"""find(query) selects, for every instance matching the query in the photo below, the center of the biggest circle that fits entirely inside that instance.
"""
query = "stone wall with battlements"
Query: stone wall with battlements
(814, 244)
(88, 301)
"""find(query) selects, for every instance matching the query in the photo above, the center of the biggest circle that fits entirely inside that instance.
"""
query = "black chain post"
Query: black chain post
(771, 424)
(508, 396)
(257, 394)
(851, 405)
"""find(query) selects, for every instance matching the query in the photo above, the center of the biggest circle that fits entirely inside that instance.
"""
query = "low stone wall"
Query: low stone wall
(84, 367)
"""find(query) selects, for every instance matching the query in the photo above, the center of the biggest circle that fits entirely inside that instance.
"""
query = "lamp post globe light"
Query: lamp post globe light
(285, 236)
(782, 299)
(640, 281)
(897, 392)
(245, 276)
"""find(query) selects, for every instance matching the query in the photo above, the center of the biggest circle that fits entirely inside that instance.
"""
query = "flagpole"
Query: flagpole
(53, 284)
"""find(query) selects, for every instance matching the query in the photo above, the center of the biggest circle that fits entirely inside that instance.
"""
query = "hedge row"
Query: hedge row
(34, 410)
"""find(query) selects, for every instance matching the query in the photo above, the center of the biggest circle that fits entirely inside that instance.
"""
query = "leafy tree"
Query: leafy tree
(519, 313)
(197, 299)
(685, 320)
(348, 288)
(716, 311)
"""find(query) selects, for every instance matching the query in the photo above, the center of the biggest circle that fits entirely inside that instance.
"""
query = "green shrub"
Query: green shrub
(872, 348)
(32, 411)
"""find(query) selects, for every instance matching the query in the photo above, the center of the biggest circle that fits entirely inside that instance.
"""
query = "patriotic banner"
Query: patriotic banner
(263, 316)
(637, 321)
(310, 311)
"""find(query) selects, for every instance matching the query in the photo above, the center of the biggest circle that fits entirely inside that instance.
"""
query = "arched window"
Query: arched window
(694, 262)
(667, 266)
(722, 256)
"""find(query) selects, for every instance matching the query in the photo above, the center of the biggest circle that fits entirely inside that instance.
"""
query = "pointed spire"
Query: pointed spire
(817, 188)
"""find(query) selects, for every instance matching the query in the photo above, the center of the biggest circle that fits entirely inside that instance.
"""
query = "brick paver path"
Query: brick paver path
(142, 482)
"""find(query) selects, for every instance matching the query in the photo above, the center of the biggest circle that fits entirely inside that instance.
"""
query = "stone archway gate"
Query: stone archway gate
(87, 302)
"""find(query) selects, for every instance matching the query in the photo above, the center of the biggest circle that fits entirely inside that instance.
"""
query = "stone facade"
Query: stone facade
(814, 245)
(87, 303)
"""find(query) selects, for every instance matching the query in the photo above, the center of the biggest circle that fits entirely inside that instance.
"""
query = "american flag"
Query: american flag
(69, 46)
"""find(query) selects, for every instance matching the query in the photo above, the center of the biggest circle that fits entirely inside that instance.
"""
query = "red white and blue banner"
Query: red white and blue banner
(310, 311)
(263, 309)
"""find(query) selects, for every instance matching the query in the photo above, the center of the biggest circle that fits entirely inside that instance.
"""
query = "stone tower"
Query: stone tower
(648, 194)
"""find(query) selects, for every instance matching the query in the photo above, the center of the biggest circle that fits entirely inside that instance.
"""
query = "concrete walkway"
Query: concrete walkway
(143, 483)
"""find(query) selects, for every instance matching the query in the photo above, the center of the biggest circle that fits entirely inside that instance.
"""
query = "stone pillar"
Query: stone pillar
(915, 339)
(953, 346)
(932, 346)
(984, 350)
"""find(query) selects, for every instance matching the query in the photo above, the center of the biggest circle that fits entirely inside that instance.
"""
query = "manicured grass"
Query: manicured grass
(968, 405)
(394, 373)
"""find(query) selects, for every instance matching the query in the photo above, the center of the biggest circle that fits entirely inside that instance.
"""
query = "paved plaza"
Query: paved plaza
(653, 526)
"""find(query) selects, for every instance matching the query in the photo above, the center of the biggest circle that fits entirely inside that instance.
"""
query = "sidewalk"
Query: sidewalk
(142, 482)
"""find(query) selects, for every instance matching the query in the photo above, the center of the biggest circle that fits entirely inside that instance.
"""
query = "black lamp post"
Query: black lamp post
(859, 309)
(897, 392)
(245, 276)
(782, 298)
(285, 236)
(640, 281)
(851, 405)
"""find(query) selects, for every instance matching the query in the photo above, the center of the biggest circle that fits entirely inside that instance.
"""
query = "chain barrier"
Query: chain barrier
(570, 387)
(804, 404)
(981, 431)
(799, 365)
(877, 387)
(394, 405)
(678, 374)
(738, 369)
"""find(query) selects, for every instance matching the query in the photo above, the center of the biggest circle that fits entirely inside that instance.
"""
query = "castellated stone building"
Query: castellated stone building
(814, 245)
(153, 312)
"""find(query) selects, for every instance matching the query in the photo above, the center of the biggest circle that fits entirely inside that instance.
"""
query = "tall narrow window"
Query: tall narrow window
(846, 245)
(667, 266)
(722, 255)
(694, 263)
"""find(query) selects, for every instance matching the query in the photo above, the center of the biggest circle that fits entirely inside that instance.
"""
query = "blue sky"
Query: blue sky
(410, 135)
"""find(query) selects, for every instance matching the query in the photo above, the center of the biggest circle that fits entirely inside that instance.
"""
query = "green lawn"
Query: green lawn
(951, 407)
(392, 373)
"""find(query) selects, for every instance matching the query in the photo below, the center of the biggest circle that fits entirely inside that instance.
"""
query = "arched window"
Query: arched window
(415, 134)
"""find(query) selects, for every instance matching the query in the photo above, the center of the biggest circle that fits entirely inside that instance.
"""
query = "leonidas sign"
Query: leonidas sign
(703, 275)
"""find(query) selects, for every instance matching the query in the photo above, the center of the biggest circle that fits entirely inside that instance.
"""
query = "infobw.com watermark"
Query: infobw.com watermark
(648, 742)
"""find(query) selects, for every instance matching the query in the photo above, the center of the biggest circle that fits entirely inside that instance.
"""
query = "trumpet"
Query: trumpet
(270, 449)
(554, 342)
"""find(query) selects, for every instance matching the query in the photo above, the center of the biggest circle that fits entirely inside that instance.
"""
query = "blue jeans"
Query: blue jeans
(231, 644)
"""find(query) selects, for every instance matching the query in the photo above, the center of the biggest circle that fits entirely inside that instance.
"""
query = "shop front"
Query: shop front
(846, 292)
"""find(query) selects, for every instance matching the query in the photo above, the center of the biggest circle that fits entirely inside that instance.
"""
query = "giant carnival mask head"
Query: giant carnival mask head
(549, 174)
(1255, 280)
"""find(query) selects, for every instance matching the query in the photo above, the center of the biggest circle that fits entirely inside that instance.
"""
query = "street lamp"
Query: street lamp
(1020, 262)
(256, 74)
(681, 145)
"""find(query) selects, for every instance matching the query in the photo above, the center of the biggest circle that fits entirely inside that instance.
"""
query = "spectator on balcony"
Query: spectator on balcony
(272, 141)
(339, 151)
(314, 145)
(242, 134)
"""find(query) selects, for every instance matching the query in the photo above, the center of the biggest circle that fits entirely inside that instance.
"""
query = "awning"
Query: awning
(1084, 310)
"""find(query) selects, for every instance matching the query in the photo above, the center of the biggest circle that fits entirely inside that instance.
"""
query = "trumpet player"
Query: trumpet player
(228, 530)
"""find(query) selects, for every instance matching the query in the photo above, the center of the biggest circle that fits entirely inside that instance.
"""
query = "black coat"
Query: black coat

## Short task
Give the listing above again, word for word.

## The result
"""find(query) selects, for every instance matching the query in the photo below, the center of the biggest circle that fits entirely inside that instance.
"""
query = "stone wall with battlements"
Query: stone wall with battlements
(814, 244)
(88, 301)
"""find(query) selects, for every instance matching the query in the photo above, the center of the biggest circle that fits entirely inside that instance.
"""
query = "black chain post"
Query: black chain post
(771, 424)
(508, 396)
(257, 394)
(851, 405)
"""find(query) selects, for every instance matching the query in the photo above, the center of the biggest circle that fits entirely inside that instance.
"""
query = "low stone wall"
Query: low stone wall
(84, 367)
"""find(query) selects, for every instance matching the query in the photo above, the center of the biggest circle that fits entirely inside that instance.
"""
query = "lamp post globe light"
Query: lamp post globe light
(285, 236)
(782, 299)
(640, 281)
(897, 392)
(245, 276)
"""find(query) selects, for every instance matching the query in the photo above, the center of the biggest circle that fits entirely inside that instance.
"""
query = "flagpole"
Query: flagpole
(53, 284)
"""find(query) selects, for every instance matching the query in the photo above, the center of the biggest circle that fits entirely inside that instance.
"""
query = "hedge row"
Query: hedge row
(34, 410)
"""find(query) selects, for every instance matching the query in the photo above, the center of the biggest circle that fits entirely inside that instance.
"""
query = "leafy tree"
Query: leafy tree
(519, 313)
(197, 299)
(685, 320)
(348, 288)
(716, 311)
"""find(query) selects, for every instance matching the query in the photo above, the center of the biggest circle that fits entirely inside that instance.
"""
query = "green shrub"
Query: green shrub
(872, 348)
(32, 411)
"""find(query) selects, for every instance matching the query in the photo above, the center of the biggest circle that fits entirely inside that instance.
"""
query = "patriotic banner"
Query: patriotic banner
(263, 316)
(637, 321)
(310, 311)
"""find(query) selects, for every instance matching the query in the photo above, the center of the biggest circle that fits entirely inside that instance.
"""
query = "arched window"
Query: arched window
(694, 262)
(667, 266)
(722, 256)
"""find(query) selects, for every instance matching the query in the photo above, the center of the biggest circle that fits entirely inside that instance.
"""
query = "pointed spire"
Query: pointed spire
(817, 188)
"""find(query) selects, for every instance matching the query in the photo above, the center of the biggest circle that fits entirely inside that instance.
"""
query = "brick paver path"
Query: brick paver path
(142, 482)
"""find(query) selects, for every instance matching the query in the photo above, the center of the biggest circle that fits entirely inside that instance.
"""
query = "stone archway gate"
Query: stone archway gate
(87, 302)
"""find(query) selects, for every instance matching the query in the photo above, the center of the biggest circle that fits entirely inside that instance.
"""
query = "stone facade"
Query: stone facade
(814, 245)
(87, 303)
"""find(query) selects, for every instance matching the query in the photo above, the center of the biggest circle that fits entirely inside that instance.
"""
query = "american flag"
Query: american flag
(69, 46)
"""find(query) selects, for every instance matching the query in the photo above, the center of the biggest circle that fits entirely inside that instance.
"""
query = "red white and blue banner"
Query: red white and blue banner
(310, 311)
(263, 309)
"""find(query) selects, for every instance matching the query in the photo above, the center of the biggest circle that fits entirely inside that instance.
"""
query = "stone tower"
Query: stone tower
(648, 194)
"""find(query) selects, for every instance matching the query in the photo above, the center of the biggest circle that fits entirely inside that instance.
"""
query = "concrete walkway"
Query: concrete walkway
(143, 483)
"""find(query) selects, for every instance matching the query in the photo above, the center of the biggest circle that fits entirely inside that instance.
"""
query = "stone pillar"
Query: stone pillar
(915, 339)
(953, 346)
(932, 346)
(984, 350)
"""find(query) selects, for every instance matching the query in the photo above, the center of the biggest circle that fits entirely inside that instance.
"""
query = "manicured grass"
Query: manicured grass
(968, 405)
(394, 373)
"""find(query) selects, for every instance matching the query in the photo above, the center of the biggest circle that fits entirely inside that instance.
"""
query = "paved plaza"
Query: paved plaza
(653, 526)
"""find(query) selects, for every instance matching the query in the photo above, the center of the biggest circle that fits entirely inside that instance.
"""
query = "sidewalk"
Query: sidewalk
(142, 482)
"""find(query) selects, for every instance matching the query in the photo above, the center of the biggest circle that fits entirely inside that instance.
"""
query = "black lamp post"
Query: black lamp post
(859, 309)
(897, 392)
(245, 276)
(782, 298)
(285, 236)
(640, 281)
(851, 405)
"""find(query) selects, for every instance matching the query in the photo above, the center of the biggest circle that fits entirely inside that instance.
"""
query = "chain barrier"
Query: chain barrier
(570, 387)
(804, 404)
(981, 431)
(799, 365)
(877, 387)
(394, 405)
(678, 374)
(738, 369)
"""find(query) selects, for every instance matching the query in the photo above, the center of the biggest circle that fits entirely inside that instance.
"""
query = "castellated stone building"
Query: castellated stone building
(814, 245)
(153, 312)
"""find(query) selects, for every instance matching the query in the photo above, the center of the biggest circle that fits entirely inside that instance.
"""
query = "tall narrow window"
Query: tall narrow window
(846, 245)
(667, 266)
(722, 255)
(694, 263)
"""find(query) selects, for every instance matching the query in the photo above, the center of the biggest circle that fits entirely inside that instance.
"""
query = "blue sky"
Query: blue sky
(410, 135)
"""find(query) selects, for every instance matching the query in the photo above, the center of the biggest circle that fits entirely inside that instance.
"""
query = "green lawn"
Query: green lawn
(951, 407)
(392, 373)
"""find(query) selects, for every instance matching the query in the photo below, the center of the biggest circle that fits entirely inside that instance.
"""
query = "arched window"
Query: arched window
(415, 134)
"""find(query) selects, for every instance matching the query in the photo above, the center of the biggest circle that fits entirely inside that instance.
"""
query = "leonidas sign"
Query: leonidas sign
(703, 275)
"""find(query) selects, for every instance matching the query in the photo above, the center of the biggest circle that fits entirely inside that instance.
"""
query = "infobw.com watermark"
Query: infobw.com watermark
(648, 742)
"""find(query) selects, for every instance matching the query in the photo above, the center of the biggest circle that fits entirely inside that instance.
"""
query = "trumpet"
Query: trumpet
(270, 449)
(554, 342)
"""find(query) selects, for every instance matching the query in the photo above, the center of the biggest circle that fits entirely inside that instance.
"""
query = "blue jeans"
Query: blue jeans
(231, 644)
"""find(query) selects, for every instance matching the query in the photo above, the center of the biggest circle that fits entirely inside that instance.
"""
query = "shop front"
Query: shop front
(846, 292)
"""find(query) selects, for every instance matching the query in the photo above, the center of the biggest circle that fits entirely inside that instance.
"""
query = "giant carnival mask head"
Query: giant carnival mask head
(549, 174)
(1255, 280)
"""find(query) selects, for every instance matching the query in the photo above, the center of the biggest circle that fits entirely inside that instance.
"""
query = "street lamp"
Query: street lamp
(1020, 262)
(256, 74)
(681, 145)
"""find(query) selects, for every instance matching the query in the photo above, the center of the biggest circle that fits entirely inside that instance.
"""
query = "spectator on balcony"
Query: spectator on balcony
(272, 141)
(339, 151)
(314, 145)
(242, 134)
"""find(query) selects, for every instance matching the query in the photo above, the center of the biggest circle that fits entirely inside that instance.
"""
query = "awning"
Query: awning
(1084, 310)
"""find(query) selects, for every instance matching the query in the photo above, the center of the biggest circle that fits entirely inside that instance.
"""
query = "trumpet player"
Query: trumpet player
(228, 530)
"""find(query) selects, for every instance matching the query in the photo above, the center of the biggest circle that fits entirely inside that instance.
"""
query = "black coat"
Query: black coat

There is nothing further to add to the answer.